◆ Text
╔══
Mastering Spring Transaction Management: From JDBC to @Transactional

Transaction Basics

A transaction groups multiple SQL statements so that they either all succeed or all fail, preserving data integrity. For example, a bank transfer must debit one account and credit another atomically; otherwise, inconsistent balances may occur.

Spring Boot Transaction Management

Spring supports two transaction programming models:

Programmatic management using TransactionTemplate or the lower‑level PlatformTransactionManager.

Declarative management using the @Transactional annotation, which relies on AOP interception.

Spring Boot automatically includes the required transaction support libraries; no extra dependencies are needed.

Programmatic Transaction Management

At the JDBC level, manual transaction control is performed by disabling auto‑commit, executing statements, and committing or rolling back the connection:

Class.forName(DRIVER_CLASS);
Connection conn = DriverManager.getConnection(JDBC_URL, USER, PASSWORD);
conn.setAutoCommit(false);
Statement stmt = conn.createStatement();
stmt.executeUpdate("insert into tb_user(id, name) values(1, 'tom')");
stmt.executeUpdate("insert into tb_role(id, name) values(1, 'sys')");
conn.commit();
} catch (SQLException e) {
    conn.rollback();
}
stmt.close();
conn.close();

In Spring, the same logic can be expressed with PlatformTransactionManager:

@Service
public class ApiService {
    @Autowired private RoleMapper roleMapper;
    @Autowired private MenuMapper menuMapper;
    @Autowired private PlatformTransactionManager transactionManager;

    public void insert(Role role, Menu menu) {
        TransactionStatus status = transactionManager.getTransaction(new DefaultTransactionDefinition());
        try {
            roleMapper.insert(role);
            menuMapper.insert(menu);
            transactionManager.commit(status);
        } catch (Exception e) {
            transactionManager.rollback(status);
            LOGGER.error("Commit data exception", e);
        }
    }
}

Running the application prints the concrete transaction‑manager implementation (e.g.
╚══
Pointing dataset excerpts
╔══
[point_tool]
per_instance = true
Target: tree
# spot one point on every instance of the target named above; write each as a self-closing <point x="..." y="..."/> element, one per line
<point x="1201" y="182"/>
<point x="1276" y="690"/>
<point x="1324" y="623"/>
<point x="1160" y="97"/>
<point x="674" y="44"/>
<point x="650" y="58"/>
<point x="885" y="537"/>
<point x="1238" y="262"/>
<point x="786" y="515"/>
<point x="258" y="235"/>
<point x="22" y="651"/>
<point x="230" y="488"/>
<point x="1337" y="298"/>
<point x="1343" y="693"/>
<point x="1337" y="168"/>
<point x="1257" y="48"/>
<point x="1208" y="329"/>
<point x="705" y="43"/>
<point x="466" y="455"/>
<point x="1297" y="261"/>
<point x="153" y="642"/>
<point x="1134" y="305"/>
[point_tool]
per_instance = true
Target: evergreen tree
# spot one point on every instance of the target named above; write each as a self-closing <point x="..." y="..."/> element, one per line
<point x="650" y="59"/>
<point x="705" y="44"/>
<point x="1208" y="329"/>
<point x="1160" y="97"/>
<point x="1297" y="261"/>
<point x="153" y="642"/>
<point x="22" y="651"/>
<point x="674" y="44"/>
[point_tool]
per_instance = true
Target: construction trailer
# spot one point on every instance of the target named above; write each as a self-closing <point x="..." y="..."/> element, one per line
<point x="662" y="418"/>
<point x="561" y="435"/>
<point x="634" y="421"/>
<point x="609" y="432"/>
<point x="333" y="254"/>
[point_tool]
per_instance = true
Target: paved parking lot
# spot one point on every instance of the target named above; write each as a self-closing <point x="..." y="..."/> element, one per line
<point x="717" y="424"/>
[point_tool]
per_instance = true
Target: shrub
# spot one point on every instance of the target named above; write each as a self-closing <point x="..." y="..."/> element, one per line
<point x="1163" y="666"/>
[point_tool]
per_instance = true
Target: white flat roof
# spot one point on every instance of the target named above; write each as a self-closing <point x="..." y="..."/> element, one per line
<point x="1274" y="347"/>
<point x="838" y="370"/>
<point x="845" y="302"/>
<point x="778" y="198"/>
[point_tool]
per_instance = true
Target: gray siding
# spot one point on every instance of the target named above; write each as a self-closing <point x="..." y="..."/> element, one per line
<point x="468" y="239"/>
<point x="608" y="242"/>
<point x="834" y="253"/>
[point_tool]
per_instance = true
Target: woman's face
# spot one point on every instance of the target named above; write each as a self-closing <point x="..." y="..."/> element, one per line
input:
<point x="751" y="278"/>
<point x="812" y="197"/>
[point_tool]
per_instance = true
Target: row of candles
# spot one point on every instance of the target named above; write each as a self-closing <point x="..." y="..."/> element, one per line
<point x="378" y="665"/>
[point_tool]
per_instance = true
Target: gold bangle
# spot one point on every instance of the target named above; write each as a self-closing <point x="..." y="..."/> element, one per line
╚══
◆ To do
Carry the Spring transaction management article forward from the point where it stops.

◆ Answer for this exercise
org.springframework.jdbc.datasource.DataSourceTransactionManager

), confirming Spring Boot’s default choice.

Because TransactionTemplate.execute() internally follows the same commit/rollback pattern, the article recommends using TransactionTemplate for most programmatic scenarios due to its concise API.

@Service
public class ApiService {
    @Autowired private RoleMapper roleMapper;
    @Autowired private MenuMapper menuMapper;
    @Autowired private TransactionTemplate transactionTemplate;

    public Integer insert1(Role role, Menu menu) {
        return transactionTemplate.execute(status -> {
            roleMapper.insert(role);
            menuMapper.insert(menu);
            return 1;
        });
    }

    public void insert2(Role role, Menu menu) {
        transactionTemplate.execute(status -> {
            roleMapper.insert(role);
            menuMapper.insert(menu);
            return null;
        });
    }

    public void insert3(Role role, Menu menu) {
        transactionTemplate.execute(new TransactionCallbackWithoutResult() {
            @Override
            protected void doInTransactionWithoutResult(TransactionStatus status) {
                roleMapper.insert(role);
                menuMapper.insert(menu);
            }
        });
    }
}

All three methods achieve the same manual transaction control.

Declarative Transaction Management

Applying @Transactional eliminates boilerplate code. Spring creates a proxy that starts a transaction before the target method executes and commits or rolls back after the method returns.

@Service
public class ApiService {
    @Autowired private RoleMapper roleMapper;
    @Autowired private MenuMapper menuMapper;

    @Transactional
    public void insert(Role role, Menu menu) {
        roleMapper.insert(role);
        menuMapper.insert(menu);
    }
}

The annotation can be placed on classes, methods, or interfaces, but Spring recommends applying it to concrete class methods to avoid proxying issues.

Common Scenarios Where @Transactional May Not Take Effect

Scenario 1: The annotation is on a non‑ public method; Spring only proxies public methods, so the transaction is ignored.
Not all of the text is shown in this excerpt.